Request: Reproduce the listing exactly and skip over any pictures.

+++ Extracted records +++

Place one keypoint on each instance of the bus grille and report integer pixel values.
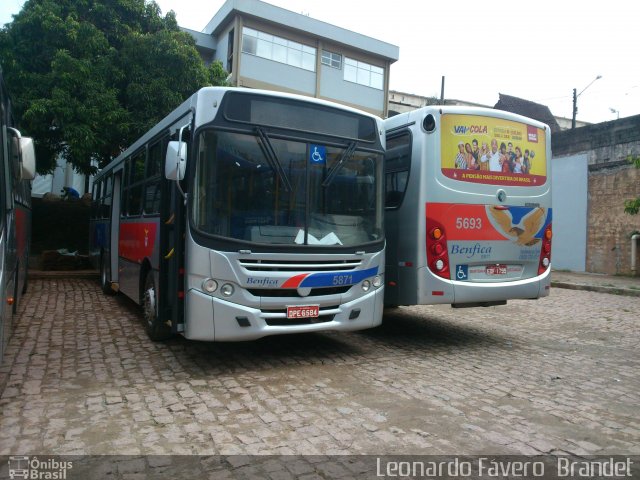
(292, 292)
(298, 265)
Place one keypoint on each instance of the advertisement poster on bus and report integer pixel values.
(481, 149)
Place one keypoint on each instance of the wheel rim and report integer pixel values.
(103, 272)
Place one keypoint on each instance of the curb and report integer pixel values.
(596, 288)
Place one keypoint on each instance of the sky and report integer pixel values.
(537, 50)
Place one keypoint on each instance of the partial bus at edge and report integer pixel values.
(17, 169)
(468, 207)
(247, 213)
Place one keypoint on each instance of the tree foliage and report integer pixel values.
(632, 207)
(88, 77)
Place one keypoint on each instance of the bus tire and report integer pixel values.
(105, 284)
(156, 329)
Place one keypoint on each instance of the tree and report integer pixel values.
(88, 77)
(632, 207)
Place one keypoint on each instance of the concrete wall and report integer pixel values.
(611, 181)
(610, 229)
(569, 193)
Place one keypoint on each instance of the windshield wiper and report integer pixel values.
(271, 156)
(346, 155)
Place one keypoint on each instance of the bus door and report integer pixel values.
(115, 229)
(172, 238)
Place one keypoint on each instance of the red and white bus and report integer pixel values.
(247, 213)
(468, 207)
(17, 168)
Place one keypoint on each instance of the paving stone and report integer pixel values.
(554, 375)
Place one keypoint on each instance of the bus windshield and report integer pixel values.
(265, 190)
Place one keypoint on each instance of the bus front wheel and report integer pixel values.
(156, 329)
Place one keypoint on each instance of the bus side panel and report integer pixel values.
(138, 239)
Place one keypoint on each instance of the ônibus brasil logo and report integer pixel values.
(21, 466)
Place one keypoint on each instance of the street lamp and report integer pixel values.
(575, 101)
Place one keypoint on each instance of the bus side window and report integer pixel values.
(135, 184)
(152, 185)
(105, 201)
(397, 167)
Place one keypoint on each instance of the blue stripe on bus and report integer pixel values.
(334, 279)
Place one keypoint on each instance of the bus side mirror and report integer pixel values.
(27, 159)
(175, 161)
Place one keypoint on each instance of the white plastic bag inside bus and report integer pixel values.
(175, 161)
(25, 156)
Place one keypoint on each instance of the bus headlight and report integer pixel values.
(227, 290)
(209, 285)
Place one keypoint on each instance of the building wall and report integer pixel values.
(326, 82)
(611, 181)
(333, 87)
(259, 72)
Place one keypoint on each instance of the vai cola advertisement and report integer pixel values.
(492, 150)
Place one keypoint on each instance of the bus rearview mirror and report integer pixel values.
(27, 159)
(175, 161)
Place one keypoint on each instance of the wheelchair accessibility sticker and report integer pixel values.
(317, 154)
(462, 272)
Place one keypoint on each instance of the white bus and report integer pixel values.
(17, 169)
(265, 217)
(468, 207)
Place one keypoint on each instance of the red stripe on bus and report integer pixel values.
(137, 240)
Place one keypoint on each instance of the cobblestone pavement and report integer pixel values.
(556, 375)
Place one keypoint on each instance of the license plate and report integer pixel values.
(303, 311)
(496, 270)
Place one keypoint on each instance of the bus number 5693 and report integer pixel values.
(468, 223)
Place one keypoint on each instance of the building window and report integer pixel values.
(230, 52)
(332, 59)
(278, 49)
(363, 73)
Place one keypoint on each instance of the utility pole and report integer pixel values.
(575, 109)
(575, 101)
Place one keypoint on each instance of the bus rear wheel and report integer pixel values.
(156, 329)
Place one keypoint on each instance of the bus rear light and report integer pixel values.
(437, 256)
(209, 285)
(227, 290)
(545, 250)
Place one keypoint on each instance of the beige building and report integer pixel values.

+++

Full solution:
Place one keypoint on each instance of the bus grille and report integer pixel values.
(292, 292)
(298, 265)
Place one keypoint on each instance of the advertisement poster on bus and report integer pixel values.
(481, 149)
Place one keypoint on each instance of the wheel rim and report integer pixel values.
(103, 272)
Place one keypoint on each instance of the curb and report integer pixel values.
(596, 288)
Place one keypoint on each instance of the sky and report integer pixel values.
(537, 50)
Place one keypoint on each instance of the partial bus at edge and report integer pixel values.
(17, 169)
(468, 207)
(247, 213)
Place one keypoint on each instance of the tree foliage and report integer pixel values.
(632, 207)
(88, 77)
Place one keypoint on each instance of the bus tire and report integer pixel values.
(105, 284)
(156, 329)
Place one keypoint on each instance of the tree and report integer pixel values.
(88, 77)
(632, 207)
Place one keypoint on each instance of the concrete wall and report integer pixel values.
(611, 181)
(610, 229)
(569, 193)
Place one keypoint on each instance of the windshield wiper and report integer pixel values.
(271, 156)
(346, 155)
Place one keypoint on each instance of the bus door and report integer pixel values.
(115, 229)
(172, 238)
Place one keypoint on each instance of the red and white bus and report integer pixel values.
(247, 213)
(468, 207)
(17, 168)
Place one keypoint on each instance of the paving stone and report integer pixel values.
(554, 375)
Place one keypoint on each instance of the bus windshield and report integer pixel values.
(265, 190)
Place one keypoint on each instance of the bus front wheel and report integer pixel values.
(156, 329)
Place one keypoint on each instance of the bus side panel and report integer pixel values.
(138, 239)
Place one keypoint on each instance of the ônibus brasil logo and report integer pixel values.
(21, 466)
Place one keypoint on each instance of the street lamp and report integer pixel values.
(575, 101)
Place one keypoint on each instance of the bus side window and report integer pixel values.
(135, 184)
(152, 185)
(105, 201)
(397, 167)
Place one keypoint on each instance of the blue stripe on bus and report integer pixel values.
(334, 279)
Place one keypoint on each instance of the bus side mirror and report integer pixel values.
(27, 159)
(175, 161)
Place one keypoint on each instance of the white plastic bag inside bus and report integer pixel values.
(175, 161)
(25, 156)
Place one keypoint on each instance of the bus headlight and report integer pixel values.
(227, 290)
(209, 285)
Place one keypoint on each instance of the building wall and report integer pixel values.
(326, 82)
(611, 181)
(333, 87)
(259, 72)
Place one keypoint on each instance of the vai cola advertisement and report integer pixel values.
(492, 150)
Place one keypoint on each instance of the bus rearview mirror and report integer pixel values.
(27, 159)
(175, 161)
Place one keypoint on each instance of the wheelchair accessibility sticker and report integer pixel values.
(317, 154)
(462, 272)
Place one keypoint on each instance of the white bus and report integer pixel values.
(17, 169)
(265, 217)
(468, 207)
Place one keypoint on each instance of the red stripe on bus and report integer pixel values.
(137, 240)
Place one keypoint on each instance of the cobblestone pavement and report integer pixel values.
(556, 375)
Place one keypoint on each instance of the license plate and report integer pixel values.
(303, 311)
(496, 270)
Place one keypoint on each instance of the bus number 5693 and report integer pixel values.
(468, 223)
Place one keypoint on each instance of the building window and report integer pixel values.
(230, 52)
(332, 59)
(278, 49)
(363, 73)
Place one keypoint on each instance of the utility pole and report integer pixel values.
(575, 109)
(575, 101)
Place one keypoint on each instance of the bus rear wheel and report integer pixel values.
(156, 329)
Place one keypoint on each instance of the bus rear light and report integer pixel values.
(437, 256)
(209, 285)
(227, 290)
(545, 250)
Place one keypoint on each instance of the beige building and report integer pixel values.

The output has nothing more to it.